• _Exercice écrit_:
Recopiez toutes les entrées ci-dessous, sans y apporter la moindre modification.

[Lignes d'un jeu de données]

--- --- ---

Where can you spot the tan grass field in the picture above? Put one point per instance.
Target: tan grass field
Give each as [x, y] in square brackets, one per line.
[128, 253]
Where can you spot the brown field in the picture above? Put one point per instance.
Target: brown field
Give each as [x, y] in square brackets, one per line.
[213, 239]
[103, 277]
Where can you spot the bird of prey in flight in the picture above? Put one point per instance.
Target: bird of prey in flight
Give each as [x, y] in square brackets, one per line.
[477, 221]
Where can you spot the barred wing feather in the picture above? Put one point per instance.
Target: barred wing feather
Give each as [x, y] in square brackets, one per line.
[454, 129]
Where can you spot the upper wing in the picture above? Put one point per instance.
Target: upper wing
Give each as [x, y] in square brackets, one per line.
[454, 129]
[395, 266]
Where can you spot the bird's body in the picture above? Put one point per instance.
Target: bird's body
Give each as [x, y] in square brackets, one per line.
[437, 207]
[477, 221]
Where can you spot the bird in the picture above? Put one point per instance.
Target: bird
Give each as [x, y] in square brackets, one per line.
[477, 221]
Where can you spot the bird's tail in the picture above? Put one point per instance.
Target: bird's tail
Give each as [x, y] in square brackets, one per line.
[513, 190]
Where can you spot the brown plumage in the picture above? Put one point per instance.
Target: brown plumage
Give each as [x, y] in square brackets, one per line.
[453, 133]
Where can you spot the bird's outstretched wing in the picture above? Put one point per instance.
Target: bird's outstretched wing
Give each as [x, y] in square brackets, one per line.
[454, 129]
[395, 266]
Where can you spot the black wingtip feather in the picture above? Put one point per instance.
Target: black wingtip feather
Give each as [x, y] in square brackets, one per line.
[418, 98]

--- --- ---

• _Résultat attendu_:
Where can you spot the tan grass field in the picture above? Put one point per instance.
Target: tan grass field
Give each as [x, y] in square brackets, one per line.
[128, 253]
Where can you spot the brown field in the picture above? Put one point per instance.
Target: brown field
Give each as [x, y] in square brackets, one per line.
[213, 239]
[103, 277]
Where can you spot the bird of prey in flight in the picture above? Put one point per instance.
Target: bird of prey in flight
Give each as [x, y] in square brackets, one per line.
[477, 221]
Where can you spot the barred wing feather in the picture above? Put one point per instance.
Target: barred wing feather
Give each as [x, y] in square brackets, one per line.
[454, 129]
Where can you spot the upper wing in the picture above? Put one point per instance.
Target: upper wing
Give each as [x, y] in square brackets, one per line.
[454, 129]
[395, 266]
Where can you spot the bird's body in the picture above? Put one point per instance.
Target: bird's body
Give each as [x, y] in square brackets, one per line.
[437, 207]
[477, 221]
Where can you spot the bird in the picture above? Put one point per instance.
Target: bird
Give each as [x, y] in square brackets, one per line.
[477, 221]
Where can you spot the bird's tail in the picture above? Put one point per instance.
Target: bird's tail
Give each as [x, y] in square brackets, one per line.
[513, 190]
Where can you spot the brown plumage in the picture above? Put one point per instance.
Target: brown plumage
Give each as [x, y] in square brackets, one per line.
[453, 133]
Where can you spot the bird's outstretched wing in the picture above? Put one point per instance.
Target: bird's outstretched wing
Give each as [x, y] in square brackets, one per line.
[454, 129]
[395, 266]
Where can you spot the black wingtip feather in the picture above? Put one point per instance.
Target: black wingtip feather
Give each as [x, y] in square brackets, one per line.
[418, 98]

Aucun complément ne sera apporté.